### The data
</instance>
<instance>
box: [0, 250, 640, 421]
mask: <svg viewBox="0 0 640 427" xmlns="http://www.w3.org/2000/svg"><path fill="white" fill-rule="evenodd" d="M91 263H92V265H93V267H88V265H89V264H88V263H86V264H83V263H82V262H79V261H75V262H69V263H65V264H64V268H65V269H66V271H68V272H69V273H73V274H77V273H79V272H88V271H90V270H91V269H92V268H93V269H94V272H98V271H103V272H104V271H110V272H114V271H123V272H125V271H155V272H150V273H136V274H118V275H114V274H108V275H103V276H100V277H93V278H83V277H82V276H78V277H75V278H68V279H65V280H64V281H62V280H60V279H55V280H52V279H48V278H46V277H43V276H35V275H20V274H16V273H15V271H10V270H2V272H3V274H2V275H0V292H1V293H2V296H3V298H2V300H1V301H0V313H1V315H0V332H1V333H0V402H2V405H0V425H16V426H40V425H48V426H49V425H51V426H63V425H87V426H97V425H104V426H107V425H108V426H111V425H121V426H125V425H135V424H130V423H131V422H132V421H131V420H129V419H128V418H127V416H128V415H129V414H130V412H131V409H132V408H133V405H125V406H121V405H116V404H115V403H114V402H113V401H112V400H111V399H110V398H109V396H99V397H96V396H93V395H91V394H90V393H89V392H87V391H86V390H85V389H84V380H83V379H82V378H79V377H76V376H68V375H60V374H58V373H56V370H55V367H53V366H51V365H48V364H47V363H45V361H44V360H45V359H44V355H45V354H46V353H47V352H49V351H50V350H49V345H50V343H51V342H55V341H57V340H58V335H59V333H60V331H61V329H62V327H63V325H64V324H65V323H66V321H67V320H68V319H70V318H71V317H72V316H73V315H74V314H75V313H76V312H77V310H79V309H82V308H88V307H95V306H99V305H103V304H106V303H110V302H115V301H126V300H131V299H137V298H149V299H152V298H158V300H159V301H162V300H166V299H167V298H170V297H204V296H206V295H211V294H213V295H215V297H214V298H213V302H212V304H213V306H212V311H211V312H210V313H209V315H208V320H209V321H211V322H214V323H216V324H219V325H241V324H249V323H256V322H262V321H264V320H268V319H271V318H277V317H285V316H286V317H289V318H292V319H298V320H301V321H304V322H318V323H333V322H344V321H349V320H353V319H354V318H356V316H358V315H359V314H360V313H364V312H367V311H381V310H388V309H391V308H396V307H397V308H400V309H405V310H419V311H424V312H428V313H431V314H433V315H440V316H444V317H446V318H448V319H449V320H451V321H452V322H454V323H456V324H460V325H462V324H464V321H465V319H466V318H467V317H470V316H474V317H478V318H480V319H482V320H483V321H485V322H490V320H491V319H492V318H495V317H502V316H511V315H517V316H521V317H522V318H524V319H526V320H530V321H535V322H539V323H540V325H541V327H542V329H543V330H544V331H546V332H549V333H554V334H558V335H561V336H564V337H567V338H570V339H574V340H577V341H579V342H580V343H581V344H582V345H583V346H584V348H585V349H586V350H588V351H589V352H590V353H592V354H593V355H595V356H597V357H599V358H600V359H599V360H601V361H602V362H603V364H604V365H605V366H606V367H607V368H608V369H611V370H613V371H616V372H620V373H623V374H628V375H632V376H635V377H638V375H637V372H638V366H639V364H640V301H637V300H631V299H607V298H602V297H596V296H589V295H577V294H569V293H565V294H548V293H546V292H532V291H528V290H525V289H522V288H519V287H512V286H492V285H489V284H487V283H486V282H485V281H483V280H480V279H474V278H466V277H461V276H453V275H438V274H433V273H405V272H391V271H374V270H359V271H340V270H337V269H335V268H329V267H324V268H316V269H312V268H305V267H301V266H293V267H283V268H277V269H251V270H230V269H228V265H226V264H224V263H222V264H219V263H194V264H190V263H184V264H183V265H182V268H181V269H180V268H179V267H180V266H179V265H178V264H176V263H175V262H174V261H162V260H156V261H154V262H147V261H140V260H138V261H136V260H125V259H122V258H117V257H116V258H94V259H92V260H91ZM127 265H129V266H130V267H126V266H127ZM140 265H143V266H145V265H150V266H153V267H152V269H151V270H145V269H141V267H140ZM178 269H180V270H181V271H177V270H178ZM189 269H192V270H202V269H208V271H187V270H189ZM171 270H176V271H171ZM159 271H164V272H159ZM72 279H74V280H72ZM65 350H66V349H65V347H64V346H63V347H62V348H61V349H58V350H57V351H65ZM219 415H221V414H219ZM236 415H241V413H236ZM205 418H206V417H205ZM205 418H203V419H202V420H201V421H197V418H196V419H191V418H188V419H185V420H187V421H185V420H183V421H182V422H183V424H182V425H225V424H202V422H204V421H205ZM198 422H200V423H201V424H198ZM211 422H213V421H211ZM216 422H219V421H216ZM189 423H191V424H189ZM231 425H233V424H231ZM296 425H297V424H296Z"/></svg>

---

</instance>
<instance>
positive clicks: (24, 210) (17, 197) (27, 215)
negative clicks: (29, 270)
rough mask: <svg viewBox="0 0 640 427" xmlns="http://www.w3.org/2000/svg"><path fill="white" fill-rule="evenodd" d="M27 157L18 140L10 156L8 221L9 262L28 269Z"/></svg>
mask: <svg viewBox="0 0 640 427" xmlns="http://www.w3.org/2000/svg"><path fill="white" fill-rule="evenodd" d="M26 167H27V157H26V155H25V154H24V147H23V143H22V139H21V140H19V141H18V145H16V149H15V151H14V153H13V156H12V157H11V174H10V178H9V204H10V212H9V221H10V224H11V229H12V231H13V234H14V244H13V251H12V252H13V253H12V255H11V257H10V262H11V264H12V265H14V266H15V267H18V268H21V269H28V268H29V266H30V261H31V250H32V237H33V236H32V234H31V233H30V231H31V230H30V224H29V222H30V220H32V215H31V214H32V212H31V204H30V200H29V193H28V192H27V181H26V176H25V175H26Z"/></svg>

### About this task
Tally the lines of the entries above that contain the string "clicks", and give only the number.

### Exercise result
2